--- BEGIN Exercise input ---
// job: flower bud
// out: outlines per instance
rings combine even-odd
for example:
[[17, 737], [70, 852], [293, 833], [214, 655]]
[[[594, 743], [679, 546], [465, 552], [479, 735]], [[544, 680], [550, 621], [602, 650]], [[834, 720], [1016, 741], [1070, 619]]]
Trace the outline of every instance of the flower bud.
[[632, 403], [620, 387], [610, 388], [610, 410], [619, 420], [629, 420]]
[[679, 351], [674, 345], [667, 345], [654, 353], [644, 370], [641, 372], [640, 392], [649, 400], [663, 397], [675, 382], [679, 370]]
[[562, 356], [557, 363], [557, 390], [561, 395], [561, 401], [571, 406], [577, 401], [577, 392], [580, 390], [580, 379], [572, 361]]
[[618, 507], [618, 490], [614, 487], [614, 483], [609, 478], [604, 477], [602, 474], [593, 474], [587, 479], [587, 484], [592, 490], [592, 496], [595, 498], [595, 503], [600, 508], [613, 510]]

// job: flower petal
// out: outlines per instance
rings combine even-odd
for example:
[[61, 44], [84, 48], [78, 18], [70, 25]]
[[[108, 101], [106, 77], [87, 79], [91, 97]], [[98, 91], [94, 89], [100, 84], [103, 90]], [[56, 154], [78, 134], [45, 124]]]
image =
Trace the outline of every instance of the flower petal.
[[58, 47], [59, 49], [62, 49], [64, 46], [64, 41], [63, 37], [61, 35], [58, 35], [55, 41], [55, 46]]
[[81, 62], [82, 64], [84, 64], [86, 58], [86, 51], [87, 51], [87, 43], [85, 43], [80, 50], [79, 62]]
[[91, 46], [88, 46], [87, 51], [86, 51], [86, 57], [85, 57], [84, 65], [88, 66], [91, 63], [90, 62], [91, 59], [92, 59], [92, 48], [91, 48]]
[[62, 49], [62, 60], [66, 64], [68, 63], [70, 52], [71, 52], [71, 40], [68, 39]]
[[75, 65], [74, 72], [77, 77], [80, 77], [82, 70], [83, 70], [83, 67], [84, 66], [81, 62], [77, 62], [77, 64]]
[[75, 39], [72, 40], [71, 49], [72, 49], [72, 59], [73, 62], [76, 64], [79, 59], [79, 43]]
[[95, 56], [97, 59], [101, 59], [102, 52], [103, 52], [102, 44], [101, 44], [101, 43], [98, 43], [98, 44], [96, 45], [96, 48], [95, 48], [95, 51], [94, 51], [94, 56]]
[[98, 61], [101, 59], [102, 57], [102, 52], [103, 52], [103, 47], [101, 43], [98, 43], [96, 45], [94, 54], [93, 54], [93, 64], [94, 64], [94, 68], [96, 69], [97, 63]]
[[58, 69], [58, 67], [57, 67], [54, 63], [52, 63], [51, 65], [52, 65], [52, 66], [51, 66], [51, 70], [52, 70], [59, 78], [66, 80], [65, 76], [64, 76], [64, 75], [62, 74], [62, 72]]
--- END Exercise input ---
- _Exercise details_: Set out exactly the run of lines that begins at the line holding "job: flower petal" and ends at the last line of the data.

- _Output of the task_:
// job: flower petal
// out: outlines per instance
rings combine even-odd
for example:
[[61, 44], [84, 48], [78, 18], [70, 25]]
[[[108, 101], [106, 77], [87, 79], [91, 97]], [[98, 91], [94, 89], [100, 84], [103, 90]], [[56, 154], [78, 134], [45, 124]]]
image =
Trace the outline of every instance of the flower petal.
[[58, 47], [59, 49], [62, 49], [64, 46], [64, 41], [63, 37], [61, 35], [58, 35], [55, 41], [55, 46]]
[[81, 62], [82, 64], [84, 64], [86, 58], [86, 51], [87, 51], [87, 43], [85, 43], [80, 50], [79, 62]]
[[91, 46], [88, 46], [87, 51], [86, 51], [86, 57], [85, 57], [84, 65], [88, 66], [91, 63], [90, 62], [91, 59], [92, 59], [92, 48], [91, 48]]
[[62, 49], [62, 60], [66, 64], [68, 63], [70, 52], [71, 52], [71, 40], [68, 39]]
[[75, 65], [74, 72], [77, 77], [80, 77], [82, 70], [83, 70], [83, 67], [84, 66], [81, 62], [77, 62], [77, 64]]
[[75, 39], [72, 40], [71, 49], [72, 49], [72, 59], [73, 62], [76, 64], [79, 59], [79, 43]]
[[95, 56], [97, 59], [101, 59], [102, 52], [103, 52], [102, 44], [101, 44], [101, 43], [98, 43], [98, 44], [96, 45], [96, 48], [95, 48], [95, 51], [94, 51], [94, 56]]
[[98, 61], [101, 59], [102, 57], [102, 52], [103, 52], [103, 47], [101, 43], [98, 43], [96, 45], [94, 54], [93, 54], [93, 64], [94, 64], [94, 68], [96, 69], [97, 63]]
[[58, 69], [58, 67], [57, 67], [54, 63], [52, 63], [51, 65], [52, 65], [52, 66], [51, 66], [51, 70], [52, 70], [59, 78], [66, 80], [65, 76], [64, 76], [64, 75], [62, 74], [62, 72]]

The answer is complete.